__Written instruction__: Can you write out all of the material below, word for word?
-- start Working data --
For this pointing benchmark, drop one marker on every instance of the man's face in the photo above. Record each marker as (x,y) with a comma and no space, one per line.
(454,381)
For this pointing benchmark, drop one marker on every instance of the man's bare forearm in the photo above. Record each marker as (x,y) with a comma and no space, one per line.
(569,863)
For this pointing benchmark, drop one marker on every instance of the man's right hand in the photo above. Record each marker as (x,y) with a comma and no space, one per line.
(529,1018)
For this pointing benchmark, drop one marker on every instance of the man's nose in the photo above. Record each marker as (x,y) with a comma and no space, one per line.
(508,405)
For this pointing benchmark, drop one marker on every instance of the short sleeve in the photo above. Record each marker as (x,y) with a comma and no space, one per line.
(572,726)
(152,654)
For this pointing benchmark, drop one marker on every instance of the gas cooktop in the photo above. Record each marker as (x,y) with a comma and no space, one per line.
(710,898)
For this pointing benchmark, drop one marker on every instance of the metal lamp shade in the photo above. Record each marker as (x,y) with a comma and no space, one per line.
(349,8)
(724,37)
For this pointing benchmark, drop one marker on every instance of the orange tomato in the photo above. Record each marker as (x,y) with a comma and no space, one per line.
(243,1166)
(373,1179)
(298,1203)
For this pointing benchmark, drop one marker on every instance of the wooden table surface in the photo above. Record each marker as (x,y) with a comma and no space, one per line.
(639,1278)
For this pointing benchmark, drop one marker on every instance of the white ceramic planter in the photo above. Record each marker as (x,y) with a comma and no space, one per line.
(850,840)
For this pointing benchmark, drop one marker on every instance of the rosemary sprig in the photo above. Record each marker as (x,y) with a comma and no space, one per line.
-- end Working data --
__Task solution__:
For this pointing benchmark, drop one marker on every instance of the man's face in the photo above. Record each marker as (x,y) with a comma and no space, one per line.
(454,381)
For this pointing benchmark, drop one marker on every instance of the man's bare forearm in the photo above. Record each marker as (x,y) with a comma and no space, one per line.
(569,863)
For this pointing benchmark, drop one marker on every instance of the man's right hand in the photo above. Record each marker as (x,y) with a comma and no space, one per line.
(529,1018)
For this pointing benchmark, drop one marker on every instance of the man's nose in the photo above. Record each marker as (x,y) with a comma and no space, one per line.
(508,405)
For this pointing benchmark, drop one marker on every instance of the short sleeve in the photo above. Record each marker as (x,y) with a comma and no space, one per line.
(572,726)
(152,654)
For this pointing benchmark, drop one marker on every instance of the gas cooktop in the photo above. Record each marker as (x,y) with a comma and no space, one per line.
(710,898)
For this pointing benchmark, drop one marker on every instance of the metal lamp shade in the photo above. Record each marker as (x,y) with a comma and no space, one per line.
(349,8)
(724,37)
For this pointing benchmark, drop one marker on every instance of the orange tomato in the photo above. Record each marker as (x,y) with a comma and no space, one per line.
(243,1166)
(373,1179)
(298,1203)
For this pointing benchmark, drop one marker on every instance of the wooden table surface in the photo above. Record each marker as (x,y) with a comma and no space, one per line.
(639,1278)
For this pointing benchmark, drop one marker on every instance of the white ceramic planter in the photo above. Record each marker as (x,y) with a comma and no space, one per line.
(850,840)
For this pointing benchmark, drop one marker on every instance of the rosemary sprig in the photo above. Record each marker as (x,y) with a comma and no space, one per line.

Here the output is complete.